◆ **PAGE EXCERPT**:
———

In fact, the problematic cases involving [index] expressions can't even be supported because the non-index ++/-- cases already use %00001 (+1) or %11111 (-1) for index values within the 8-bit PTRx bitfield.

So, changing the behavior of SETQ(2)+RD/WRLONG would only work for index values of 0, +1, and -1. So, forget that second example set. Only the first would be sensible.

cgracey · 2018-11-09 08:04

Thinking more about this, we could fully involve the 5-bit index in the PTRx bitfield by multiplying the index by (Q+1)*4 for the full size of the operation. This would involve a 6*18-bit multiplier, though, which would eat lots of gates and probably not be of much practical use. If we only allow 0/+1/-1 then it's just an adder, but that would preclude '[index]' usage for SETQ(2)+RD/WRLONG operations.

cgracey · 2018-11-09 10:11

I'm tempted to put the index multiplier in, so that the unit size becomes (Q+1)*4, as opposed to just 4 for normal RDLONG/WRLONG operations.

The multiplier needs 5 bits (signed) for the index and then 19 bits (unsigned) for the Q+1 value. The Q+1 value needs 19 bits for the case of Q=$3FFFF, which represents the entire memory map, which is only a use case for something like "WRLONG #0,address" which probably wouldn't use PTRA/B, as it wraps completely around.

For practical transfer sizes, the limit is 512 longs (Q=$1FF), as this represents the whole register or LUT memory. It would only take 10 bits to represent 512. So, we'd need a 5-signed by 10-unsigned multiplier, which isn't too big and slow. This would let you transfer blocks of memory with integral-block granularity using the [index] expression. I don't know if that's even worth it. Then, there's the limitation of that 10-bit multiplier. It wouldn't work for memory clearing where your block size is over 512 longs and your doing "SETQ+WRLONG #0,{++/--}PTRx{++/--}".

I think this is maybe best left untouched. If the programmer is doing SETQ2+RD/WRLONG, he needs to be taking responsibility for the address, and not using PTRA/PTRB with automatic updating.

———

◆ **THINGS TO DO**:
A: The forum discussion of the PTRx index multiplier names the index values for which changing the behavior of SETQ(2)+RD/WRLONG would work. List them.
B: Resume the forum discussion of the PTRx index multiplier after its final sentence.

◆ **EXTRACTED ENTRIES**:
———

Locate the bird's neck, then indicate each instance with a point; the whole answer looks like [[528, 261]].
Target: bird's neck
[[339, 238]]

———

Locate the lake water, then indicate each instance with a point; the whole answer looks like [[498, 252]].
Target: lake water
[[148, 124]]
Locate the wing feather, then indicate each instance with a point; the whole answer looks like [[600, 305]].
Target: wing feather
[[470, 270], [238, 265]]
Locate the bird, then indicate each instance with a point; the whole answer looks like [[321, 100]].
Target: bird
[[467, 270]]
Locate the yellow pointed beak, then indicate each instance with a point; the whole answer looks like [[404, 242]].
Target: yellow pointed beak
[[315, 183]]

———

◆ **RESPONSES TO THE TASKS**:
A: 0, +1, -1

B:
rogloh · 2018-11-09 10:27

Yeah it is a real pity there are multiple cases which seem to add further complexity here, and do byte/word burst transfers with auto-incrementing pointers also need to be handled too? Only the LONG cases are shown above. I would wonder how many times a burst transfer with SETQ needs to be initiated from an index offset, rather from just a current address pointer which will be more common, but I suspect someone would eventually want/try it. Perhaps it is useful to accumulate burst transferred randomly accessed subsets of arrays or something. Pretty special case. For reads you are probably doing pointer changes outside this. For burst writes to hub, you might be chaining data from different subsets held in LUT/COG to hub in a sequence so it may be of more value. Don't know, that seems far less common that just writing data repeatedly into a growing buffer like memcpy/memmove might do.

Perhaps some restriction is required on pointer update stuff for those index cases involving SETQ/2 with pre and post increment etc, though no doubt differences like this can also irritate some people expecting all possible cases to be supported in a consistent way. Be nice to have something simple to put in that just updates the pointer each iteration cycle with simple addition/subtraction sequentially not extra multipliers with lots of logic. If this is found to be too hard or risky we should drop it.

cgracey · 2018-11-09 10:29

Actually, supporting index values of just 0/+1/-1 would be easy and practical, as most block access will be done sequentially, anyway.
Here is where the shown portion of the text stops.